## WHAT IS BEING ASKED
Could each entry below be printed again exactly as given?

Dataset items:
__________________________________________________
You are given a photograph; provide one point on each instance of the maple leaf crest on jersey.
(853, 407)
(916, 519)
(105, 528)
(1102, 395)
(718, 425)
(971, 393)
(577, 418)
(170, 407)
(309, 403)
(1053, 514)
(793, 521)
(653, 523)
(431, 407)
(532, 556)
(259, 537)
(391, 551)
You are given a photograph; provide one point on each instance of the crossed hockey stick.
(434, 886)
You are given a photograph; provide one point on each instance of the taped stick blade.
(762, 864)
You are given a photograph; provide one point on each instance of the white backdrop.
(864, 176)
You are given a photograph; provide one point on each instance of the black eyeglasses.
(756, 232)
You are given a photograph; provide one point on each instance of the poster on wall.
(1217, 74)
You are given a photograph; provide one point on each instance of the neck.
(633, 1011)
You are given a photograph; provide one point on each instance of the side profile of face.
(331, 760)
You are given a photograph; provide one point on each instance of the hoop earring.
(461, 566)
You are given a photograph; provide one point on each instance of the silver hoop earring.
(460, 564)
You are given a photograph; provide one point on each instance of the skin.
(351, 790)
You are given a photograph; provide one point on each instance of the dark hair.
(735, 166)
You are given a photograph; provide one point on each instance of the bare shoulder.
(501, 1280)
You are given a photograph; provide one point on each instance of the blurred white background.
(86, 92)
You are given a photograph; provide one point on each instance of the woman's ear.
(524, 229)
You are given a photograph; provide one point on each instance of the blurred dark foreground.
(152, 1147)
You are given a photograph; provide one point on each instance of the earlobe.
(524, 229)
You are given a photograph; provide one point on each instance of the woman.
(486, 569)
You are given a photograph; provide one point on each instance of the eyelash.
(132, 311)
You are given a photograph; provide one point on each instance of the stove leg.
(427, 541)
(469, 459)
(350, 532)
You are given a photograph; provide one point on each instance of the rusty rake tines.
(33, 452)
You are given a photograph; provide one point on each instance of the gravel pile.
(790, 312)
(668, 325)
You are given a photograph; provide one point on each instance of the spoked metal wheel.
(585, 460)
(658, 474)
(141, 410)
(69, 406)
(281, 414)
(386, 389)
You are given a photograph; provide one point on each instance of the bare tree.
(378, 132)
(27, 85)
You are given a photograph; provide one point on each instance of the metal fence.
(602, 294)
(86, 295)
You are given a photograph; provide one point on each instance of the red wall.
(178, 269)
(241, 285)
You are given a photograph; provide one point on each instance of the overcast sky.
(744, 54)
__________________________________________________
## WRITTEN REPLY
You are given a photograph; provide one point on each instance of the maple leaf crest on jersey.
(853, 407)
(916, 519)
(105, 528)
(1102, 395)
(718, 425)
(971, 393)
(577, 418)
(170, 407)
(309, 403)
(1053, 514)
(793, 521)
(653, 523)
(431, 407)
(532, 556)
(259, 537)
(391, 551)
You are given a photograph; provide one point on each instance of the crossed hockey stick.
(434, 886)
You are given a photograph; provide one point on each instance of the taped stick blade.
(762, 864)
You are given a photograph; provide one point on each instance of the white backdrop.
(864, 176)
You are given a photograph; provide one point on each instance of the black eyeglasses.
(756, 232)
You are given a photograph; provide one point on each instance of the poster on wall.
(1217, 74)
You are given a photograph; provide one point on each instance of the neck.
(633, 1011)
You are given a photograph; provide one point on each instance of the side profile of face.
(331, 760)
You are given a photograph; provide one point on each instance of the hoop earring.
(461, 566)
You are given a photograph; provide one point on each instance of the silver hoop earring.
(460, 564)
You are given a photograph; provide one point on each instance of the skin.
(351, 790)
You are given a photograph; provide one point on each instance of the dark hair.
(735, 166)
You are given a photograph; provide one point on each instance of the bare shoulder.
(501, 1280)
You are given a photograph; provide one point on each instance of the blurred white background.
(86, 92)
You are given a photograph; provide one point on each instance of the woman's ear.
(524, 229)
You are given a photograph; provide one point on each instance of the blurred dark foreground.
(152, 1147)
You are given a photograph; provide one point on each instance of the earlobe.
(524, 229)
You are given a photograph; provide one point on each instance of the woman.
(486, 569)
You are given a photograph; provide one point on each instance of the eyelash.
(132, 311)
You are given a photograph; provide one point on each instance of the stove leg.
(427, 541)
(469, 459)
(350, 532)
You are given a photograph; provide one point on each instance of the rusty rake tines.
(33, 452)
You are given a photograph; provide one point on each instance of the gravel pile.
(790, 312)
(668, 325)
You are given a photograph; provide one point on each instance of the spoked metal wheel.
(585, 460)
(658, 474)
(141, 410)
(69, 406)
(281, 414)
(386, 389)
You are given a photograph; provide one point on each instance of the bare tree.
(378, 132)
(27, 85)
You are given a photograph; provide one point on each instance of the metal fence.
(602, 294)
(86, 295)
You are given a photograph; provide one point on each instance of the red wall.
(178, 269)
(241, 285)
You are given a photograph; provide one point on each instance of the overcast sky.
(744, 54)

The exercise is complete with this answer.